(Description of the task): Please extract every line of the data below that contains the word "building", treating uppercase and lowercase as different.
[Start Listing]
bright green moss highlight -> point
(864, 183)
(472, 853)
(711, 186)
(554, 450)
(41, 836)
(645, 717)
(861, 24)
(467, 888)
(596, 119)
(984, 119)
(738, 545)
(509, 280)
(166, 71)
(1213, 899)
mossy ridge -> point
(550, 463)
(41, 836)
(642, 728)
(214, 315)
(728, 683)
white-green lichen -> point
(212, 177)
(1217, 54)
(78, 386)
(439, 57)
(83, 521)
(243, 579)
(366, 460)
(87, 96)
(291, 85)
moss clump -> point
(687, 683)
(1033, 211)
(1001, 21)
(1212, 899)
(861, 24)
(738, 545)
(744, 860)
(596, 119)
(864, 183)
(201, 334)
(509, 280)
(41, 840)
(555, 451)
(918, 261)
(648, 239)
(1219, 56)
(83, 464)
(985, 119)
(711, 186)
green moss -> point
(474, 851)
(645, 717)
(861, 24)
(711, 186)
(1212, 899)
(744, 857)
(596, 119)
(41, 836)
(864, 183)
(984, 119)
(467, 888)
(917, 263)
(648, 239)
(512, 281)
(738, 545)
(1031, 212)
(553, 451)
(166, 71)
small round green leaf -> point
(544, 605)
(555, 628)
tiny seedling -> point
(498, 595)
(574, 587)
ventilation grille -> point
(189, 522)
[End Listing]
[Start Listing]
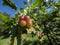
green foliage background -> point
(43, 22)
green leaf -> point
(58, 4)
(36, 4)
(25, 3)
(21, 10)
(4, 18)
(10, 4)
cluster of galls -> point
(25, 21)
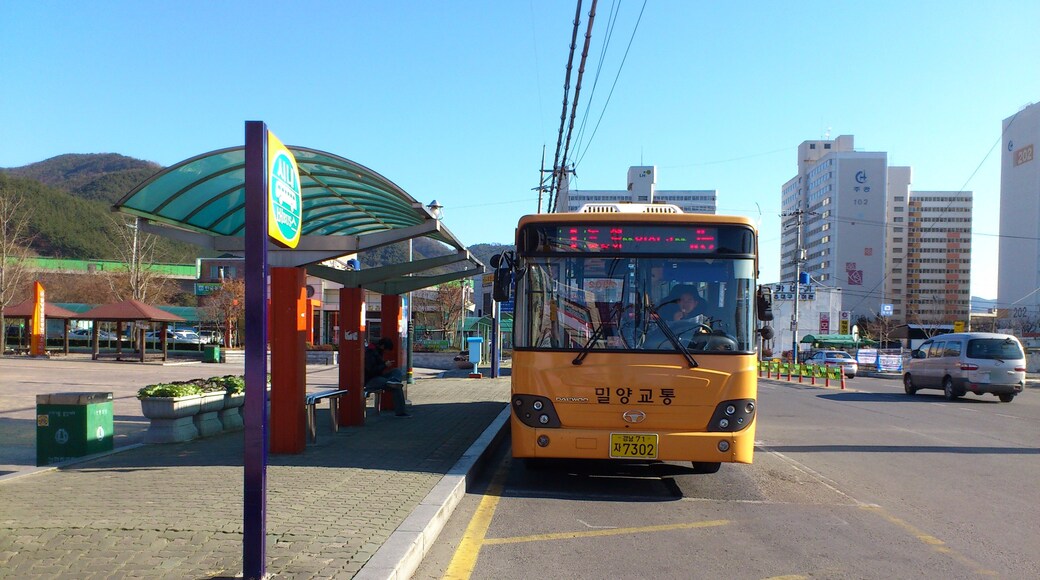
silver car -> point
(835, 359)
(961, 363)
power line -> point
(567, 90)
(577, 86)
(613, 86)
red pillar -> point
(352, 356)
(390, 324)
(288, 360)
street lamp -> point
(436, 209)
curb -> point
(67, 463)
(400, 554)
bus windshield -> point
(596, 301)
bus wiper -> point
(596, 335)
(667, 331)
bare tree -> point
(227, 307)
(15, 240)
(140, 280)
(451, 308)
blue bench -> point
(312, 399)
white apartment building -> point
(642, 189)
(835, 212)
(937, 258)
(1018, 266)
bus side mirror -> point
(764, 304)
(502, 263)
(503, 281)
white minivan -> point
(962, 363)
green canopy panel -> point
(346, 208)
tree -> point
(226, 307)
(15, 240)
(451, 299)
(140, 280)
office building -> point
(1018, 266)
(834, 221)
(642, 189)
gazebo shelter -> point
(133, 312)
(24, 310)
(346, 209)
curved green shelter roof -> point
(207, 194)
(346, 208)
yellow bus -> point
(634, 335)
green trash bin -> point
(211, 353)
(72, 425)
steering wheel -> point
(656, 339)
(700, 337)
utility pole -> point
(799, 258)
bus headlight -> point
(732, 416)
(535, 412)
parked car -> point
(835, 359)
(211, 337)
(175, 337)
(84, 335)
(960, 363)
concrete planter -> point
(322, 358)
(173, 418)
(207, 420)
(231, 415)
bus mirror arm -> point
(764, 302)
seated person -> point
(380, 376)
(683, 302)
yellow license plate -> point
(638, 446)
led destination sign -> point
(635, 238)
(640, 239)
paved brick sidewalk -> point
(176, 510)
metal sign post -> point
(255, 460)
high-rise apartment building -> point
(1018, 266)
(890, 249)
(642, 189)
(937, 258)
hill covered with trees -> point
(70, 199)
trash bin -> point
[End Listing]
(Solution below):
white apartment building -> point
office building -> point
high-rise apartment building -> point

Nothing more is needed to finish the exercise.